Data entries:
· · · · · · ·
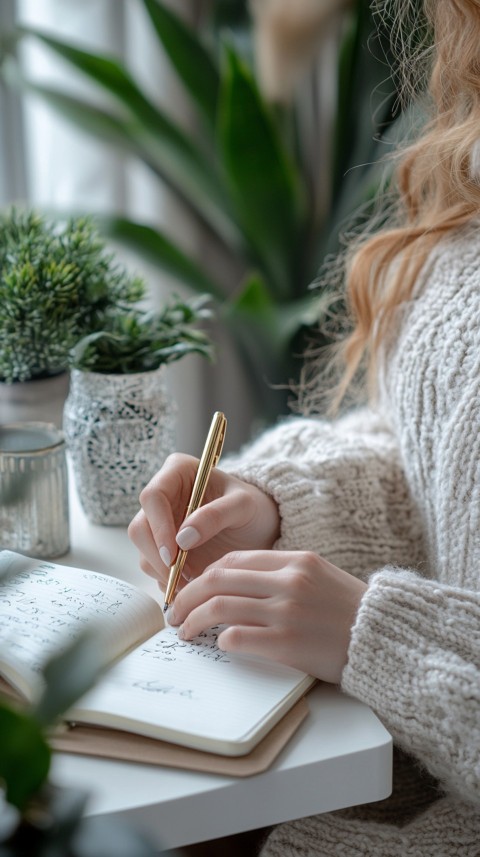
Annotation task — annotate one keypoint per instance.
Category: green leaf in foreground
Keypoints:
(24, 756)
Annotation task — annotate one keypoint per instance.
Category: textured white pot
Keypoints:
(119, 430)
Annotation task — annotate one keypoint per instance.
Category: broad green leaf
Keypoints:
(154, 245)
(143, 129)
(267, 192)
(24, 756)
(127, 135)
(192, 62)
(68, 676)
(278, 323)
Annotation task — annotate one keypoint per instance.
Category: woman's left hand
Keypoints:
(292, 607)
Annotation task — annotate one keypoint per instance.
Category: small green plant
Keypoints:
(57, 284)
(140, 341)
(244, 177)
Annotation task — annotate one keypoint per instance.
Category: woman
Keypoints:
(351, 548)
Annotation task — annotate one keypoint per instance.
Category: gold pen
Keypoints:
(210, 457)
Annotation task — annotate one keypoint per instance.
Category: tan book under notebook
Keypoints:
(186, 693)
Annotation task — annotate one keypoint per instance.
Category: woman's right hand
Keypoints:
(234, 515)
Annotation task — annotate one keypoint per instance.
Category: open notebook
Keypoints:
(187, 693)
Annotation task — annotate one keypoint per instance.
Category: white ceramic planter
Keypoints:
(119, 430)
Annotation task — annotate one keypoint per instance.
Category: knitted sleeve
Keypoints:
(340, 488)
(414, 658)
(414, 655)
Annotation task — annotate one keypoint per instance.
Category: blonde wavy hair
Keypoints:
(437, 177)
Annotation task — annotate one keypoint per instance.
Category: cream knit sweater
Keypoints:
(393, 496)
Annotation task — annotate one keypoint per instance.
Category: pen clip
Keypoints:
(221, 439)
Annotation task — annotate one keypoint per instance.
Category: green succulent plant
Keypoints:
(241, 174)
(57, 284)
(139, 341)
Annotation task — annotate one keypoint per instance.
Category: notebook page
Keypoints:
(44, 607)
(190, 687)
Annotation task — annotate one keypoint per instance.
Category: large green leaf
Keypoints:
(68, 676)
(192, 62)
(143, 129)
(266, 189)
(24, 756)
(154, 245)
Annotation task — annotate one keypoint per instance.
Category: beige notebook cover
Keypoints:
(125, 746)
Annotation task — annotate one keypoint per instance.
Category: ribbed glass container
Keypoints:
(33, 489)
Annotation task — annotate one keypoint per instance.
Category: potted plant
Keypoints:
(243, 176)
(57, 284)
(119, 418)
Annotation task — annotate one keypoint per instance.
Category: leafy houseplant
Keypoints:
(243, 177)
(57, 284)
(119, 418)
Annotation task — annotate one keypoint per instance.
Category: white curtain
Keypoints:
(53, 165)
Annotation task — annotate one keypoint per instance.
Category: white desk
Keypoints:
(340, 756)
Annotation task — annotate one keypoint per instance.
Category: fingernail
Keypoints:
(165, 556)
(170, 616)
(187, 538)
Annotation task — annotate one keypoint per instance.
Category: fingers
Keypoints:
(229, 593)
(163, 503)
· · · · · · ·
| WHAT THE TASK REQUIRES |
Copy the data exactly. Any picture it contains is to be omitted.

| OUTPUT OF THE TASK |
Annotation task — annotate one keypoint per instance.
Category: green leaf in foreground
Keypoints:
(24, 756)
Annotation task — annotate one keypoint per instance.
Category: textured white pot
Keypoints:
(119, 430)
Annotation task — annotate one keypoint per instance.
Category: broad green leaf
Keypoints:
(154, 245)
(143, 129)
(267, 192)
(24, 756)
(127, 135)
(192, 62)
(68, 676)
(278, 323)
Annotation task — annotate one keypoint per instance.
Category: woman's left hand
Keypoints:
(292, 607)
Annotation task — annotate one keypoint per instance.
Category: small green plant
Keypoints:
(57, 284)
(140, 341)
(244, 177)
Annotation task — annotate one keypoint per instance.
Category: woman
Keypoints:
(351, 548)
Annotation task — annotate one keypoint per instance.
Category: gold pen
Keypoints:
(210, 457)
Annotation task — annotate one keypoint per instance.
Category: tan book under notebook
Keypoints:
(186, 693)
Annotation task — annotate one keypoint per instance.
Category: woman's right hand
Keypoints:
(234, 515)
Annotation task — annotate one keypoint per instance.
Category: open notebook
Keypoints:
(187, 693)
Annotation task — annotate one keypoint per instance.
Category: white ceramic planter
Keypoints:
(119, 430)
Annotation task — annotate one keypoint per instance.
Category: knitted sleeve
Keypoints:
(340, 488)
(414, 658)
(414, 655)
Annotation task — annotate one keypoint per instance.
Category: blonde wavy hair
Keypoints:
(437, 177)
Annotation task — annotate one keypoint per instance.
Category: cream knit sweater
Keypoints:
(393, 496)
Annotation task — annotate one keypoint per instance.
Category: pen clip
Keypoints:
(221, 439)
Annotation task — annotate one keypoint per instance.
Category: green succulent plant
Keypoints:
(241, 174)
(57, 284)
(139, 341)
Annotation task — annotate one keypoint per instance.
Category: notebook page
Keypoints:
(44, 607)
(190, 687)
Annotation task — annotate one keypoint per instance.
Category: large green leaf
Keypoints:
(68, 676)
(192, 62)
(143, 129)
(266, 189)
(24, 756)
(154, 245)
Annotation task — annotate one keypoint per instance.
Category: beige notebook cover
Keypoints:
(125, 746)
Annotation task — annotate one keypoint per instance.
Category: ribbed glass container
Keypoints:
(33, 489)
Annotation task — annotate one keypoint per instance.
Category: potted plant
Keypoints:
(243, 176)
(57, 284)
(119, 418)
Annotation task — annotate one keypoint per instance.
Category: leafy houseplant
Keypoints:
(243, 177)
(57, 284)
(119, 418)
Annotation task — annotate one keypoint per instance.
Category: white curtain
Keypoints:
(53, 165)
Annotation task — annotate one keypoint per instance.
Category: white desk
Keypoints:
(340, 756)
Annotation task — annotate one keypoint per instance.
Category: fingernail
Keypoints:
(165, 556)
(170, 616)
(187, 538)
Annotation task — annotate one keypoint per instance.
Category: fingers
Keypoints:
(229, 593)
(163, 503)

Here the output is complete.